YOUR INSTRUCTIONS ▸ Please format the lines below as a Markdown table with the columns Row and Line, leaving out blank lines.

--- BEGIN RECORDS FOR THE TASK ---

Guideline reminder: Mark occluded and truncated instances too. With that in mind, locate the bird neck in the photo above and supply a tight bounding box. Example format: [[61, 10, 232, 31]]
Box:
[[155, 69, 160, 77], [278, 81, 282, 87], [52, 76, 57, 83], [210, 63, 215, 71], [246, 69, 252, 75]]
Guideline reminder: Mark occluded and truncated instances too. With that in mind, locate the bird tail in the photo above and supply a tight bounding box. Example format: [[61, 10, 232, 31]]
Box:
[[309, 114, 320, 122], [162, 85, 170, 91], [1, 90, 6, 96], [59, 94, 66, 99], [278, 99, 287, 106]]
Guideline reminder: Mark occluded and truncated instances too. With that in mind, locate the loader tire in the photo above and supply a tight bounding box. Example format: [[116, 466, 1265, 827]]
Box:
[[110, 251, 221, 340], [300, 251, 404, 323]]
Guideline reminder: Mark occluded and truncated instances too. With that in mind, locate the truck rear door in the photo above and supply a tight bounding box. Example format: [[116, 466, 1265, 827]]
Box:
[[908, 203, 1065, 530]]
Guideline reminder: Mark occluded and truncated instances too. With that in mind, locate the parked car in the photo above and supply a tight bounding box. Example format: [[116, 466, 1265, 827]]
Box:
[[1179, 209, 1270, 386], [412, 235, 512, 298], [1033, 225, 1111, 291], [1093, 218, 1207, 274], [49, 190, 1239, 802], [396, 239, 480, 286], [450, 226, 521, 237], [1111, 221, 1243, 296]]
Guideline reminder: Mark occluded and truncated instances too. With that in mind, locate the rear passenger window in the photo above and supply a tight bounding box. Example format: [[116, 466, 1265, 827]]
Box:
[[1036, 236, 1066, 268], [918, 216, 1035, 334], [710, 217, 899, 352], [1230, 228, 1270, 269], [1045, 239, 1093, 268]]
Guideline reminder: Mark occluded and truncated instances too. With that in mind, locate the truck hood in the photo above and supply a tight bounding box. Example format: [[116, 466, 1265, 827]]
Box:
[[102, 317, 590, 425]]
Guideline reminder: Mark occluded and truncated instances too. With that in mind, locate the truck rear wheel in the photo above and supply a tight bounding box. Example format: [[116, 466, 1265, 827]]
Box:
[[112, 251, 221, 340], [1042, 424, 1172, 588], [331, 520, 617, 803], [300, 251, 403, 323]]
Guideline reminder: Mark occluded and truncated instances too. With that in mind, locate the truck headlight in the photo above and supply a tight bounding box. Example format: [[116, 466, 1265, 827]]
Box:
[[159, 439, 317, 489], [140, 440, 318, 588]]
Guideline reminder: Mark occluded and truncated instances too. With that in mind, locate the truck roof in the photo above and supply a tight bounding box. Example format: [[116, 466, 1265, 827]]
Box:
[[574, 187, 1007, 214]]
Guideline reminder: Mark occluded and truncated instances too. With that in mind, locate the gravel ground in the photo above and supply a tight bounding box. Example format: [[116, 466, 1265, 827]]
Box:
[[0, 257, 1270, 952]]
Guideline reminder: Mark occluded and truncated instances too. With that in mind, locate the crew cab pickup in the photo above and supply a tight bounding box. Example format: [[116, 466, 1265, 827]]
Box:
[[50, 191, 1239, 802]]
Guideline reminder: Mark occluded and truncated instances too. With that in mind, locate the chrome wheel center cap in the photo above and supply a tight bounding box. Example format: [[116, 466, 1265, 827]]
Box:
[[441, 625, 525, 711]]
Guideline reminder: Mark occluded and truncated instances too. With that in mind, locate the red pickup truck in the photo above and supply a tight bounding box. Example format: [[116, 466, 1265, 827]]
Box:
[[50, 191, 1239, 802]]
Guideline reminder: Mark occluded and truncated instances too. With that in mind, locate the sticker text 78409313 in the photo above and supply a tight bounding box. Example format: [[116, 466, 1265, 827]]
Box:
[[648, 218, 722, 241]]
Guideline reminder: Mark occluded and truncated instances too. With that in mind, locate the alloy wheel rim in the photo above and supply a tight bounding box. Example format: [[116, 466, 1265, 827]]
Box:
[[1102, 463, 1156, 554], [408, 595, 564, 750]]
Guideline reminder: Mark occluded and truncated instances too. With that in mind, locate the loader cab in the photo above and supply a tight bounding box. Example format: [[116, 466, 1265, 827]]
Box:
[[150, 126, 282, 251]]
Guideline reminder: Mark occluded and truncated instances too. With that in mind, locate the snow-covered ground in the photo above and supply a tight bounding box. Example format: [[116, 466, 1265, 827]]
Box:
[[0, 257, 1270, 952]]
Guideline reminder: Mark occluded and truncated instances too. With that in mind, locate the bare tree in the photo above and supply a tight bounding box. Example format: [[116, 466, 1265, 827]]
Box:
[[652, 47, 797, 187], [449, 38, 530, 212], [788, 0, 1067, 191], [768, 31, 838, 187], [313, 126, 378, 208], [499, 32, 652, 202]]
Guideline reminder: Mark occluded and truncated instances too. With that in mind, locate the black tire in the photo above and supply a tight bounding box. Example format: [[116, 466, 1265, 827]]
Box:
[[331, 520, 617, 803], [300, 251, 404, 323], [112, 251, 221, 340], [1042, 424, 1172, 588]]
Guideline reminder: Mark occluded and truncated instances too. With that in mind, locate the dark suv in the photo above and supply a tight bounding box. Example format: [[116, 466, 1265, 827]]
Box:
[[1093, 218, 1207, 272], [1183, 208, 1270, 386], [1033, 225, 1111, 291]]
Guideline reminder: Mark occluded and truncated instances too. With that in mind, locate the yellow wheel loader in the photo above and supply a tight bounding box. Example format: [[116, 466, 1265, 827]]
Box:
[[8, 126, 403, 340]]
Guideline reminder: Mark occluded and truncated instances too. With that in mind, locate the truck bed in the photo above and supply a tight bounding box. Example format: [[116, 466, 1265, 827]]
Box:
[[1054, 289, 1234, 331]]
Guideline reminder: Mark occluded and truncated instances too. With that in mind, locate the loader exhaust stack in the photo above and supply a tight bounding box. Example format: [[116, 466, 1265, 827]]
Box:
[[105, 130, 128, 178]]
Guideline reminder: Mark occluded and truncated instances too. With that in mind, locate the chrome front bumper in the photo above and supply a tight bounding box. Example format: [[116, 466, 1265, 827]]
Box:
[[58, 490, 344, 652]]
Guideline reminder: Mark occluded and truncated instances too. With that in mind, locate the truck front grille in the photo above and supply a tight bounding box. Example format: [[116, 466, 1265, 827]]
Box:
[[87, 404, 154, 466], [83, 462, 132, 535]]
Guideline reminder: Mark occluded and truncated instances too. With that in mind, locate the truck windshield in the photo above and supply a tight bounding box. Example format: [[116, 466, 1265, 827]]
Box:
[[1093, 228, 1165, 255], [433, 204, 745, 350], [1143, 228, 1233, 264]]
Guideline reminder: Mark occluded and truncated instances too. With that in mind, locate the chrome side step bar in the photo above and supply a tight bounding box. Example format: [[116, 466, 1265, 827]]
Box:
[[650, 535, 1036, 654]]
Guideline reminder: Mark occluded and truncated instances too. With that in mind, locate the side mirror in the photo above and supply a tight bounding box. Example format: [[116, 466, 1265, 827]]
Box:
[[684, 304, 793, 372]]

--- END RECORDS FOR THE TASK ---

RESULT OF THIS TASK ▸
| Row | Line |
|---|---|
| 1 | Guideline reminder: Mark occluded and truncated instances too. With that in mind, locate the bird neck in the photo above and supply a tight bounding box. Example format: [[61, 10, 232, 31]] |
| 2 | Box: |
| 3 | [[155, 69, 160, 77], [278, 81, 282, 87], [52, 76, 57, 83], [210, 63, 215, 71], [246, 69, 252, 75]] |
| 4 | Guideline reminder: Mark occluded and truncated instances too. With that in mind, locate the bird tail in the photo above and supply a tight bounding box. Example format: [[61, 10, 232, 31]] |
| 5 | Box: |
| 6 | [[309, 114, 320, 122], [162, 85, 170, 91], [1, 90, 6, 96], [59, 94, 66, 99], [278, 99, 287, 106]] |
| 7 | Guideline reminder: Mark occluded and truncated instances too. With that in mind, locate the loader tire in the photo above and supply a tight bounding box. Example format: [[116, 466, 1265, 827]] |
| 8 | Box: |
| 9 | [[110, 251, 221, 340], [300, 251, 404, 323]] |
| 10 | Guideline reminder: Mark occluded and truncated instances too. With that in mind, locate the truck rear door in the photo above and supply a tight bounding box. Example format: [[116, 466, 1265, 827]] |
| 11 | Box: |
| 12 | [[908, 203, 1065, 530]] |
| 13 | Guideline reminder: Mark occluded and truncated instances too. With that in mind, locate the parked car in the photo above and supply a tight bounding box. Example format: [[116, 466, 1265, 827]] |
| 14 | Box: |
| 15 | [[1179, 209, 1270, 386], [412, 235, 512, 298], [1033, 225, 1111, 291], [1093, 218, 1207, 274], [49, 190, 1239, 802], [396, 239, 480, 286], [450, 226, 521, 237], [1111, 221, 1243, 296]] |
| 16 | Guideline reminder: Mark occluded and truncated instances too. With that in mind, locate the rear passenger window in the photo above and supply a tight bounding box. Example format: [[116, 466, 1265, 827]] |
| 17 | Box: |
| 18 | [[1036, 236, 1066, 268], [918, 216, 1035, 334], [710, 217, 899, 352], [1230, 228, 1270, 269], [1045, 239, 1093, 268]] |
| 19 | Guideline reminder: Mark occluded and truncated instances too. With that in mind, locate the truck hood in the photo above and supply a tight bounding box. Example format: [[116, 466, 1265, 827]] |
| 20 | Box: |
| 21 | [[102, 317, 590, 425]] |
| 22 | Guideline reminder: Mark occluded and truncated instances too. With that in mind, locate the truck rear wheel in the photo above and supply a tight bounding box. Example format: [[116, 466, 1265, 827]] |
| 23 | Box: |
| 24 | [[112, 251, 221, 340], [1042, 424, 1172, 588], [331, 520, 617, 803], [300, 251, 403, 323]] |
| 25 | Guideline reminder: Mark occluded and truncated instances too. With that in mind, locate the truck headlight in the photo above and supply a tight bounding box. Example format: [[116, 466, 1265, 827]] |
| 26 | Box: |
| 27 | [[159, 439, 317, 489], [140, 440, 318, 588]] |
| 28 | Guideline reminder: Mark occluded and truncated instances too. With that in mind, locate the truck roof in the photo above and supply a tight bounding box. Example format: [[116, 466, 1265, 827]] |
| 29 | Box: |
| 30 | [[574, 187, 1007, 214]] |
| 31 | Guideline reminder: Mark occluded and truncated instances too. With that in mind, locate the gravel ground in the photo above and supply a tight bounding box. Example format: [[116, 466, 1265, 827]] |
| 32 | Box: |
| 33 | [[0, 257, 1270, 952]] |
| 34 | Guideline reminder: Mark occluded and truncated instances too. With that in mind, locate the crew cab pickup in the photo above and supply a tight bounding box. Example format: [[116, 466, 1265, 827]] |
| 35 | Box: |
| 36 | [[50, 191, 1239, 802]] |
| 37 | Guideline reminder: Mark occluded and truncated instances too. With that in mind, locate the chrome wheel center cap in the photo above and supply a tight bounding box. Example format: [[116, 466, 1265, 827]] |
| 38 | Box: |
| 39 | [[441, 625, 525, 711]] |
| 40 | Guideline reminder: Mark occluded and truncated instances too. With that in mind, locate the red pickup truck in the photo above and supply a tight bounding box. Example format: [[116, 466, 1265, 827]] |
| 41 | Box: |
| 42 | [[50, 191, 1239, 802]] |
| 43 | Guideline reminder: Mark occluded and truncated instances too. With that in mind, locate the sticker text 78409313 in the photo above and supply a tight bounding box. Example format: [[116, 466, 1265, 827]] |
| 44 | Box: |
| 45 | [[648, 218, 722, 241]] |
| 46 | Guideline reminder: Mark occluded and truncated instances too. With that in mind, locate the alloy wheel rim in the photo above and supply a tight bounding box. Example format: [[116, 466, 1265, 827]] |
| 47 | Box: |
| 48 | [[1102, 463, 1156, 554], [408, 595, 564, 750]] |
| 49 | Guideline reminder: Mark occluded and truncated instances too. With that in mind, locate the loader cab in the photo above and supply a tight bounding box. Example format: [[116, 466, 1265, 827]] |
| 50 | Box: |
| 51 | [[150, 126, 282, 251]] |
| 52 | Guideline reminder: Mark occluded and truncated instances too. With that in mind, locate the snow-covered ground in the photo above and supply a tight bounding box. Example format: [[116, 466, 1265, 827]] |
| 53 | Box: |
| 54 | [[0, 257, 1270, 952]] |
| 55 | Guideline reminder: Mark occluded and truncated instances too. With that in mind, locate the bare tree in the photo above and supply a tight bounding box. Example format: [[116, 466, 1265, 827]] |
| 56 | Box: |
| 57 | [[652, 47, 797, 187], [449, 38, 530, 212], [788, 0, 1067, 191], [768, 31, 838, 187], [313, 126, 378, 208], [499, 32, 652, 202]] |
| 58 | Guideline reminder: Mark occluded and truncated instances too. With that in mind, locate the black tire in the photo above and supply a tight bounding box. Example format: [[116, 466, 1265, 827]] |
| 59 | Box: |
| 60 | [[331, 520, 617, 803], [300, 251, 404, 323], [112, 251, 221, 340], [1042, 424, 1172, 588]] |
| 61 | Guideline reminder: Mark occluded and truncated instances too. With that in mind, locate the dark suv in the photo above and supply a tight bounding box. Example format: [[116, 466, 1265, 827]] |
| 62 | Box: |
| 63 | [[1093, 218, 1207, 272], [1183, 208, 1270, 386], [1033, 225, 1111, 291]] |
| 64 | Guideline reminder: Mark occluded and truncated instances too. With that in mind, locate the yellow wheel loader in the photo above and supply a tight bounding box. Example format: [[116, 466, 1265, 827]] |
| 65 | Box: |
| 66 | [[8, 126, 403, 340]] |
| 67 | Guideline reminder: Mark occluded and truncated instances too. With that in mind, locate the truck bed in the photo above and supply a tight bounding box. Example format: [[116, 466, 1265, 827]] |
| 68 | Box: |
| 69 | [[1054, 289, 1234, 331]] |
| 70 | Guideline reminder: Mark occluded and truncated instances too. With that in mind, locate the loader exhaust stack in the photo above and supply a tight bounding box. Example format: [[116, 466, 1265, 827]] |
| 71 | Box: |
| 72 | [[105, 130, 128, 178]] |
| 73 | Guideline reminder: Mark occluded and truncated instances too. With that in mind, locate the chrome front bumper in the photo above and supply a tight bounding box. Example format: [[116, 466, 1265, 827]] |
| 74 | Box: |
| 75 | [[58, 490, 344, 652]] |
| 76 | Guideline reminder: Mark occluded and truncated instances too. With that in mind, locate the truck front grille in the photo above and supply a tight bounding box. Example format: [[116, 466, 1265, 827]] |
| 77 | Box: |
| 78 | [[87, 404, 154, 466], [83, 462, 132, 535]] |
| 79 | Guideline reminder: Mark occluded and truncated instances too. With that in mind, locate the truck windshield in the photo above and supply a tight bounding box. Example format: [[116, 466, 1265, 827]] |
| 80 | Box: |
| 81 | [[1093, 228, 1165, 255], [433, 204, 745, 350], [1143, 228, 1233, 264]] |
| 82 | Guideline reminder: Mark occluded and truncated instances too. With that in mind, locate the chrome side step bar in the photo above and supply a tight bounding box. Example format: [[116, 466, 1265, 827]] |
| 83 | Box: |
| 84 | [[650, 535, 1036, 654]] |
| 85 | Guideline reminder: Mark occluded and truncated instances too. With that in mind, locate the side mirror in the photo above and supply a tight bounding box. Example format: [[116, 466, 1265, 827]] |
| 86 | Box: |
| 87 | [[684, 304, 793, 372]] |